Location labeling records:
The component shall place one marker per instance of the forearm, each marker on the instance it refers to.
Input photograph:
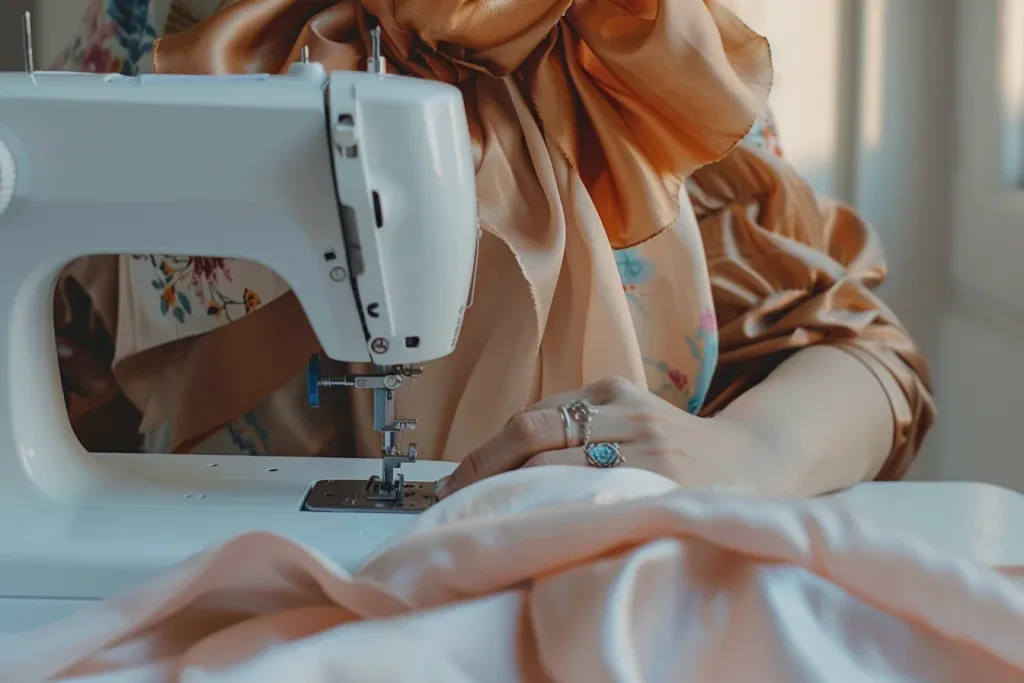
(828, 416)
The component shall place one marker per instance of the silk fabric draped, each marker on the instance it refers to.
(587, 118)
(568, 127)
(560, 574)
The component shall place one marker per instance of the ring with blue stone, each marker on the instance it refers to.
(603, 455)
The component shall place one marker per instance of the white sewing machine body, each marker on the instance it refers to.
(356, 188)
(254, 167)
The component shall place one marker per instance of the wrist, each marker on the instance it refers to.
(773, 461)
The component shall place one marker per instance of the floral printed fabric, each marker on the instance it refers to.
(169, 297)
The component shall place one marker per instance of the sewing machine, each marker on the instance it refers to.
(357, 188)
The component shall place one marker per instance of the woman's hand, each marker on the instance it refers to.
(651, 434)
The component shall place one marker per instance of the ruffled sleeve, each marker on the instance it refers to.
(787, 271)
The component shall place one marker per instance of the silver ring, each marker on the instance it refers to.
(603, 455)
(563, 413)
(582, 413)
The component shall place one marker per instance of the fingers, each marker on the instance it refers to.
(538, 431)
(602, 392)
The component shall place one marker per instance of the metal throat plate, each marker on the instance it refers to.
(350, 496)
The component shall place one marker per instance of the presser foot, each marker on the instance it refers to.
(366, 496)
(388, 492)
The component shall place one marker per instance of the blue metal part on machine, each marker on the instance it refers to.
(312, 381)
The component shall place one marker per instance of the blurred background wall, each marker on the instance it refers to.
(913, 112)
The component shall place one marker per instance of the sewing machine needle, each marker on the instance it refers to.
(30, 60)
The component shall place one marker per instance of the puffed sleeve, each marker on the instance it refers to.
(790, 270)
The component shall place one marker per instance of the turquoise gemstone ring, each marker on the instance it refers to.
(603, 455)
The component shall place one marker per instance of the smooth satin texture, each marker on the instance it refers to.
(580, 147)
(560, 575)
(788, 269)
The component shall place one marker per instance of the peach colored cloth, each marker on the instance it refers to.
(582, 144)
(560, 574)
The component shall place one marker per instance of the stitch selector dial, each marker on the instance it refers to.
(7, 176)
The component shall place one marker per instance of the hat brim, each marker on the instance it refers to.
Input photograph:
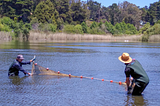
(128, 61)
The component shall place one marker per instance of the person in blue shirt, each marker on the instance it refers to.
(16, 66)
(134, 70)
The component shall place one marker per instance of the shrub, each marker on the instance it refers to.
(84, 27)
(78, 29)
(69, 29)
(144, 28)
(96, 31)
(94, 25)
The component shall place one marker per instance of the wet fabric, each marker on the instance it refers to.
(16, 67)
(136, 70)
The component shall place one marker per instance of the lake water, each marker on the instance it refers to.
(92, 59)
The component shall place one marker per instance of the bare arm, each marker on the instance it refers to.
(127, 81)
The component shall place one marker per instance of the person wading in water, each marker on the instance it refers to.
(16, 66)
(134, 69)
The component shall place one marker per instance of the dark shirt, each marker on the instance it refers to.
(16, 67)
(135, 70)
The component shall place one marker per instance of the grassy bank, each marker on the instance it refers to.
(54, 37)
(37, 36)
(5, 36)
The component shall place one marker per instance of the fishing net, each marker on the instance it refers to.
(39, 70)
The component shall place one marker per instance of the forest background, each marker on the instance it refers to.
(20, 17)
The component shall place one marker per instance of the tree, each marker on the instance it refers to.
(62, 6)
(130, 13)
(20, 9)
(78, 13)
(94, 8)
(114, 12)
(44, 11)
(84, 27)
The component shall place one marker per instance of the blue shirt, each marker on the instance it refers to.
(16, 67)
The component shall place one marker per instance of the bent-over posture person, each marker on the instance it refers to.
(134, 69)
(16, 66)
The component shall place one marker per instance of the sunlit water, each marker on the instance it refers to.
(98, 60)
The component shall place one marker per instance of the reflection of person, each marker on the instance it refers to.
(134, 68)
(135, 101)
(16, 66)
(16, 80)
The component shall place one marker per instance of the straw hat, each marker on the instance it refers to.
(20, 57)
(125, 58)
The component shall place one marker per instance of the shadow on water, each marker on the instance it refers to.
(16, 80)
(135, 101)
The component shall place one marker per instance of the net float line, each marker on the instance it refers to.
(39, 70)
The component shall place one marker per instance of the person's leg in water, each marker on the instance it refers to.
(139, 88)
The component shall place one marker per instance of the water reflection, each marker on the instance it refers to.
(16, 80)
(135, 101)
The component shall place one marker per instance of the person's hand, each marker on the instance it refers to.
(34, 58)
(30, 74)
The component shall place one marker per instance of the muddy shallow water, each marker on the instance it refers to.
(98, 60)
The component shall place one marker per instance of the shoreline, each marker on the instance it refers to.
(63, 37)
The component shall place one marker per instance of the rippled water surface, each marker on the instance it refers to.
(98, 60)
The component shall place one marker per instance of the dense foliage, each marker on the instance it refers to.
(76, 16)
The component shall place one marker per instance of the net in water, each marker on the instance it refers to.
(39, 70)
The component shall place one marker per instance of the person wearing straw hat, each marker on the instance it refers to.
(134, 69)
(16, 66)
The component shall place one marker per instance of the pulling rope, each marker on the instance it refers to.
(39, 70)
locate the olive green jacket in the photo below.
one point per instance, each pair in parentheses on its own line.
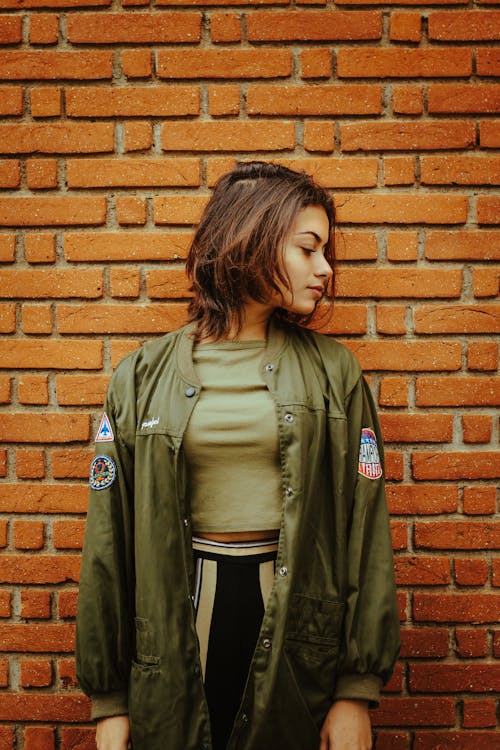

Exercise task:
Pick out every line in the data above that contains the word "hand", and copy each of those lines in full.

Result:
The component shall place one marker per instance of the woman's hand, each marker on the instance it refers to.
The component shall place one marker per instance of the person's hand, each marker on the instance it refers to.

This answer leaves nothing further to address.